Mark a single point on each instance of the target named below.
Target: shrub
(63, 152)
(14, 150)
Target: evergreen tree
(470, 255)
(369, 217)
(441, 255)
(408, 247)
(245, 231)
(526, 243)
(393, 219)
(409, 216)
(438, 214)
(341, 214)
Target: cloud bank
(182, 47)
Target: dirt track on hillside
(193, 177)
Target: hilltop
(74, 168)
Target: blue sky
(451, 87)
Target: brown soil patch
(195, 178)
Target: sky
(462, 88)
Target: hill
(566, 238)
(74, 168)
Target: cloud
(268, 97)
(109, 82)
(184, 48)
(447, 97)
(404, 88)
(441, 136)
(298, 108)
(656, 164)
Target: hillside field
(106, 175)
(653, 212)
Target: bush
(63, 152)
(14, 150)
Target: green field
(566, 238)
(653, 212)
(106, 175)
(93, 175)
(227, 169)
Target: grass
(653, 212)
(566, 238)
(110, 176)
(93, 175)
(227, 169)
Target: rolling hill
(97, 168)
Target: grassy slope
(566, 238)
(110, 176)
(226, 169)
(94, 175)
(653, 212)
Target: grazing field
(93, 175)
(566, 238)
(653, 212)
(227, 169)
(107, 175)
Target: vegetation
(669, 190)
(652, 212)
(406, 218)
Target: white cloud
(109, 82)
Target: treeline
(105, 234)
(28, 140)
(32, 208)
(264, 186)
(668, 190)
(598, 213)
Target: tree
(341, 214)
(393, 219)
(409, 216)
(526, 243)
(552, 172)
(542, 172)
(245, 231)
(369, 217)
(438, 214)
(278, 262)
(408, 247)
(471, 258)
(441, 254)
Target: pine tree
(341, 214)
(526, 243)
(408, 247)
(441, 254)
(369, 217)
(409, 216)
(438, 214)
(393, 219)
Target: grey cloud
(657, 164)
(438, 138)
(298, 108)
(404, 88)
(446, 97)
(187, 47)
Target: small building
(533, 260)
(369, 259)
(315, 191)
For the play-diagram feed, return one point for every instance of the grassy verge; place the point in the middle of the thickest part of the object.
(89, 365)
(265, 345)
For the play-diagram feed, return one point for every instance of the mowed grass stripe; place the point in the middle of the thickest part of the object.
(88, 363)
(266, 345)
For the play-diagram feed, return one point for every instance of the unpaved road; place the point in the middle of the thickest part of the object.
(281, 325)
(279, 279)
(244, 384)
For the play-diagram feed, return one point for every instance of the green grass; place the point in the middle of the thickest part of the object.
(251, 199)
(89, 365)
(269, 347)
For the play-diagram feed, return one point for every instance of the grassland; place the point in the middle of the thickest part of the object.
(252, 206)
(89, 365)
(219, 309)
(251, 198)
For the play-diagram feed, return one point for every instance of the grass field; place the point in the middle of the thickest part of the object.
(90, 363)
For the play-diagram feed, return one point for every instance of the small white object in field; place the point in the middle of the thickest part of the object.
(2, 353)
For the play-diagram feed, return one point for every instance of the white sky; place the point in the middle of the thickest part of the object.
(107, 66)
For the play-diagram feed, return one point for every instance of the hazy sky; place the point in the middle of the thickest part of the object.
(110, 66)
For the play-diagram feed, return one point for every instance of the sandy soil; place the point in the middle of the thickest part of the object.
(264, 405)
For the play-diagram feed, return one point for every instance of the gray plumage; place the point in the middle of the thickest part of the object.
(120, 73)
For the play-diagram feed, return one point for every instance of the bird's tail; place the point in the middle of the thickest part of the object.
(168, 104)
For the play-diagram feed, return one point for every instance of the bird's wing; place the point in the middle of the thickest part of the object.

:::

_Exercise details_:
The whole listing above is to be reproduced without any slip.

_Solution to this task_:
Mark a single point on each instance of the target named below.
Target: shrub
(63, 152)
(14, 150)
Target: evergreen tree
(470, 255)
(369, 217)
(441, 255)
(408, 247)
(245, 231)
(526, 243)
(393, 219)
(409, 216)
(438, 214)
(341, 214)
Target: cloud bank
(182, 47)
Target: dirt track on hillside
(193, 177)
Target: hilltop
(74, 168)
Target: blue sky
(451, 87)
Target: brown soil patch
(195, 178)
Target: sky
(462, 88)
Target: hill
(566, 238)
(74, 168)
Target: cloud
(268, 97)
(109, 82)
(184, 48)
(447, 97)
(404, 88)
(441, 136)
(298, 108)
(656, 164)
Target: hillside field
(106, 175)
(653, 212)
Target: bush
(63, 152)
(14, 150)
Target: green field
(566, 238)
(653, 212)
(106, 175)
(93, 175)
(227, 169)
Target: grass
(653, 212)
(566, 238)
(110, 176)
(93, 175)
(227, 169)
Target: rolling hill
(97, 168)
Target: grassy slope
(566, 238)
(110, 176)
(226, 169)
(94, 175)
(653, 212)
Target: grazing field
(93, 175)
(566, 238)
(653, 212)
(227, 169)
(107, 175)
Target: vegetation
(669, 190)
(652, 212)
(406, 218)
Target: white cloud
(109, 82)
Target: treeline
(105, 234)
(28, 140)
(32, 208)
(264, 186)
(668, 190)
(598, 213)
Target: tree
(341, 214)
(393, 219)
(409, 216)
(526, 243)
(552, 172)
(542, 172)
(245, 231)
(369, 217)
(438, 214)
(278, 262)
(408, 247)
(471, 258)
(441, 254)
Target: pine tree
(341, 214)
(526, 243)
(408, 247)
(441, 254)
(369, 217)
(409, 216)
(438, 214)
(393, 219)
Target: grey cloud
(657, 164)
(438, 138)
(298, 108)
(404, 88)
(446, 97)
(187, 47)
Target: small building
(533, 260)
(369, 259)
(315, 191)
For the play-diagram feed, return one point for every instance of the grassy verge; place the point in the middle of the thickest part of the object.
(89, 365)
(265, 345)
For the play-diagram feed, return one point for every instance of the mowed grass stripe; place the point in the middle of the thickest part of the object.
(88, 363)
(266, 345)
For the play-diagram feed, return one point for every instance of the unpaved road; place the point in the middle of the thickest part of the object.
(281, 325)
(279, 279)
(244, 384)
For the play-diagram feed, return one point for every instance of the green grass; place the point in the middle of the thickest part of the object.
(251, 199)
(89, 365)
(269, 347)
For the play-diagram feed, return one point for every instance of the grassland; place the point in the middle of the thickest part of the object.
(252, 206)
(89, 365)
(219, 309)
(251, 198)
For the play-diagram feed, return one point for every instance of the grass field; place the point in the middle of the thickest part of the object.
(90, 363)
For the play-diagram feed, return one point for every instance of the small white object in field; place the point in the middle of the thickest part of the object.
(2, 353)
For the play-diagram feed, return one point for every instance of the white sky; place the point in the middle of the thickest part of the object.
(107, 66)
For the play-diagram feed, return one point for every instance of the hazy sky; place the point in the middle of the thickest part of the object.
(110, 66)
For the play-diagram feed, return one point for every instance of the sandy soil; place the point in the middle of the thickest part of the object.
(264, 405)
For the play-diagram feed, return one point for every instance of the gray plumage; place the point in the middle of the thickest part of the object.
(120, 73)
For the play-diagram feed, return one point for every instance of the bird's tail; place the point in the middle of the thickest part of the object.
(168, 104)
For the play-diagram feed, return one point for every instance of the bird's wing; place the point in the middle of the thickest part of the object.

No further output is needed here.